# Boxing day meets - Suffolk



## Benjamin (21 October 2008)

Does anyone hunt with the Suffolk, Waveney Harriers or the Stour Valley Beagles?

We are staying at our in laws over xmas and I am going to miss our boxing day meet. 
Can anyone tell me where the above meet? Will be staying around the Eye/Diss area. Please PM me.

Ta
P x


----------



## partypremier (26 October 2008)

Hi
Boxing Day meets as follows:
Suffolk Foxhounds meet at Hawstead Lodge Bury St Edmunds
Waveney Harriers meet at Bungay Market place
Dunston Harriers meet in Wymondham town centre

I love following foxhounds but you stand around too much with the Suffolk, the Dunston are very active great bunch &amp; always good food &amp; drink before &amp; after also the Waveney are a good bunch usually good runs.

So take your pick.  Check out H&amp;H this week for secretary details.


----------



## Benjamin (27 October 2008)

Hi,
Thanks for this.
I think the Waveney is going to be closest for me. Anyone know if I could get a hireling for a couple of hours in the morning?

Thanks again.

P x


----------



## Beagle (28 October 2008)

At one time the Stour Valley Beagles met at the Debenham Cherry Tree on Boxing Day.

Whether they still do I do not know.


----------



## partypremier (31 October 2008)

If you ring John or Melanie Ibbott on 01986 785352 they will get you a horse for the day.
Have fun.


----------

* **Job 1**:
Report every line of the records that contains the word "water", treating uppercase and lowercase as different.
The forum thread about Boxing Day meets has no connection to the records that come after it.

[Recorded data]
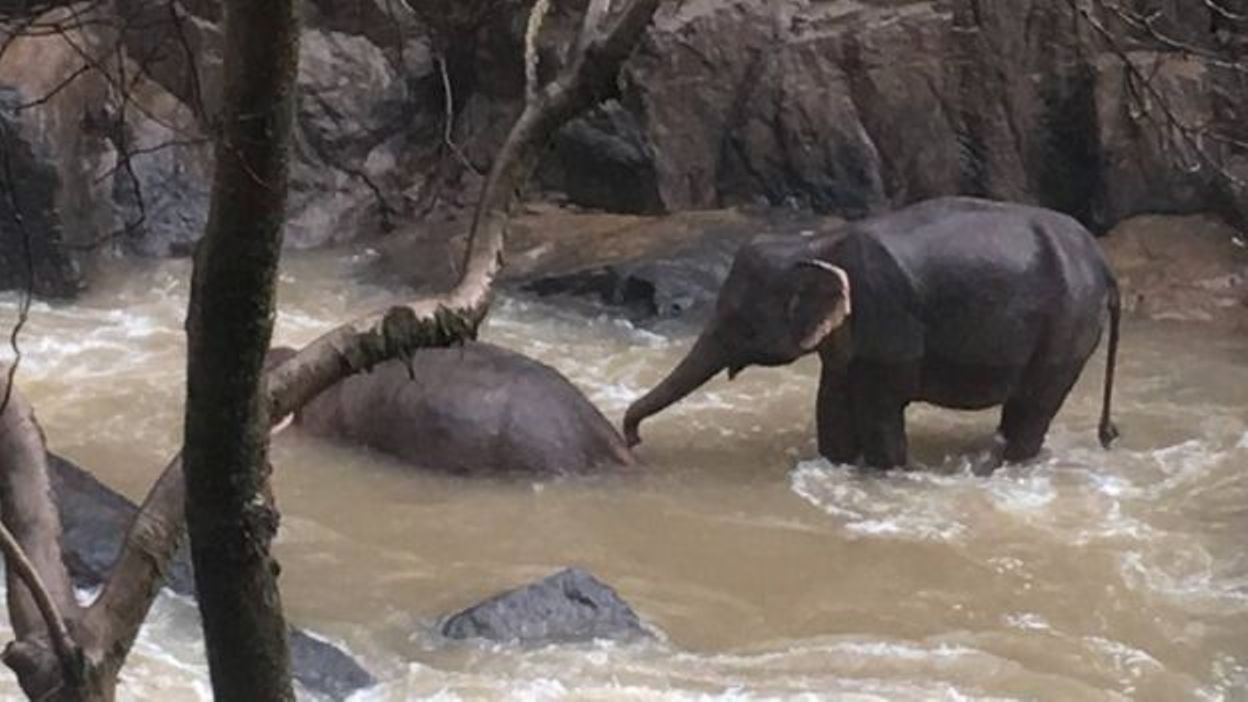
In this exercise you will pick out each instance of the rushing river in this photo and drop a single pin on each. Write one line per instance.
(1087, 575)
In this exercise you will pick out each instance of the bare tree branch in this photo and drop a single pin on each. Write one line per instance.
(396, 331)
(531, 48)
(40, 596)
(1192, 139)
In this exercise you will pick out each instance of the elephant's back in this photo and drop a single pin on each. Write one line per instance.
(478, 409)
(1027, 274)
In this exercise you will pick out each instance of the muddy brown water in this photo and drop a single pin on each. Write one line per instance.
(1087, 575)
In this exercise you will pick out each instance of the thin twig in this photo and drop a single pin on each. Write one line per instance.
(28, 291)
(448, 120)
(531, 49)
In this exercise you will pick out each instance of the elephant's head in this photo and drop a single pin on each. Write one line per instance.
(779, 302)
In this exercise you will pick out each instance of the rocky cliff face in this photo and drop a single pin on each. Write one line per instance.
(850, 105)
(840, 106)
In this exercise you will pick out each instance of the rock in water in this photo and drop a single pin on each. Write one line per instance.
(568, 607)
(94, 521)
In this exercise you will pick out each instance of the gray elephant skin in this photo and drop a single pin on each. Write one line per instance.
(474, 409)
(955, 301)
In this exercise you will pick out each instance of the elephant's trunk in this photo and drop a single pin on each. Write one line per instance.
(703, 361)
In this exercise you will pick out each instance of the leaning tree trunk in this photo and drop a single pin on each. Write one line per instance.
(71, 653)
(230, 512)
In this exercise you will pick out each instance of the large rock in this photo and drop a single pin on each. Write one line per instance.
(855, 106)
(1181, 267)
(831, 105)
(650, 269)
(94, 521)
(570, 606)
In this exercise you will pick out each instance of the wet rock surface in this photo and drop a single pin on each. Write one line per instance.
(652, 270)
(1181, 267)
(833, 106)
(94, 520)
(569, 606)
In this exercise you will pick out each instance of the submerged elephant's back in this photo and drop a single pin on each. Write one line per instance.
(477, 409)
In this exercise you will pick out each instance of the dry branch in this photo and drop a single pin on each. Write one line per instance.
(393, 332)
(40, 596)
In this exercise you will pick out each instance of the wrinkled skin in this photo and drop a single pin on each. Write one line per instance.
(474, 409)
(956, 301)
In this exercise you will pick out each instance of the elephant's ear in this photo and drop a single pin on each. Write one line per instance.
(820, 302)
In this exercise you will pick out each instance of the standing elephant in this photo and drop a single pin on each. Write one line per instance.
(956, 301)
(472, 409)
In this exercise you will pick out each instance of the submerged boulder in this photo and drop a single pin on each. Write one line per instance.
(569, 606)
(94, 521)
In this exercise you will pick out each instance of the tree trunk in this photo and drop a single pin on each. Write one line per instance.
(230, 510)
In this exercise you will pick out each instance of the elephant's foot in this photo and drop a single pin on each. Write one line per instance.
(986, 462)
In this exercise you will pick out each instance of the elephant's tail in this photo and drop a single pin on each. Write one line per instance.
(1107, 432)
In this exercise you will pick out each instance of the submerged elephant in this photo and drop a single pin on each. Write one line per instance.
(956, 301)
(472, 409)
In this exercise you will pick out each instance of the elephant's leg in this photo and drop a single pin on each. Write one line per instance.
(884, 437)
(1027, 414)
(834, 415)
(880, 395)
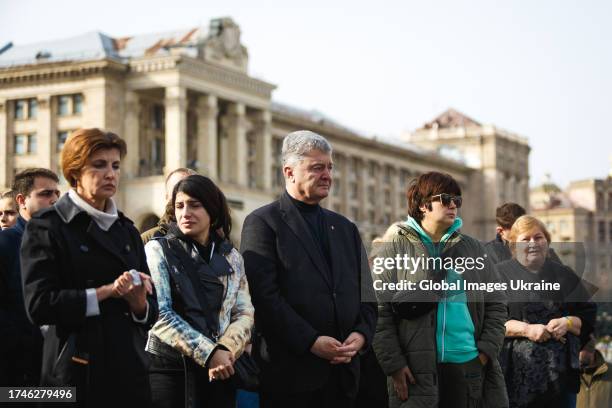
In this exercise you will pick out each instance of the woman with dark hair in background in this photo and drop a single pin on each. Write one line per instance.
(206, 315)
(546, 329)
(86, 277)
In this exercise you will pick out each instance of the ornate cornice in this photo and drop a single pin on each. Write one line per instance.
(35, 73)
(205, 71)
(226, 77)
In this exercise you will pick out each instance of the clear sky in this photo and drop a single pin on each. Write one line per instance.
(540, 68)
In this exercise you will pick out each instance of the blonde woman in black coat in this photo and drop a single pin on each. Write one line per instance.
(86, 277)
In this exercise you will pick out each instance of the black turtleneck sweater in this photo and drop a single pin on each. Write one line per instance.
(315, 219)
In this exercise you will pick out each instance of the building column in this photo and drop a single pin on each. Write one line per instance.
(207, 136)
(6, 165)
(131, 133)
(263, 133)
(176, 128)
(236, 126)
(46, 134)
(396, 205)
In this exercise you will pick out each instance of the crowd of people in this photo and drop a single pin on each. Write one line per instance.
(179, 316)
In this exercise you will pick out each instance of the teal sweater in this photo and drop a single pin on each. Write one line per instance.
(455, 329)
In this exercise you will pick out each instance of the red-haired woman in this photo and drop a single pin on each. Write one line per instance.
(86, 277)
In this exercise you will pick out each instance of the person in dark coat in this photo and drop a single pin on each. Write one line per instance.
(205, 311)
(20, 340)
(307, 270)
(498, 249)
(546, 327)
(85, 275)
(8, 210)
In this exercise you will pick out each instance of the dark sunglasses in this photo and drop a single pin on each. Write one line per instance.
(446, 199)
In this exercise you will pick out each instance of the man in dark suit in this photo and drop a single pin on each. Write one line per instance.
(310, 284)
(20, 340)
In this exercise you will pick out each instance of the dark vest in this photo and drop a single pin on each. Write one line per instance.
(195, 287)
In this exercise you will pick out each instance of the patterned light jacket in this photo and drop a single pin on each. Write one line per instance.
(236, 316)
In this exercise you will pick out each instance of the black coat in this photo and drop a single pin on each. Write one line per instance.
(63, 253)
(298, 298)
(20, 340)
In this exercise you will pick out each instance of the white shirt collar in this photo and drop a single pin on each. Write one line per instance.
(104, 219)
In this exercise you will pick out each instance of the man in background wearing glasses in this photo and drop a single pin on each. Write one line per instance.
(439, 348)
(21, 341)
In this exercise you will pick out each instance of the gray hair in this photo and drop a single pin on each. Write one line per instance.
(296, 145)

* **Job 2**:
In the forum thread about Boxing Day meets, where do the Waveney Harriers meet on Boxing Day?

* **Full solution 1**:
In this exercise you will pick out each instance of the muddy brown water in this photo and drop a single pin on each. Write one line per instance.
In this exercise you will pick out each instance of the rock in water in this photo and drop a single pin on each. Write one line per instance.

* **Full solution 2**:
They meet at Bungay Market place.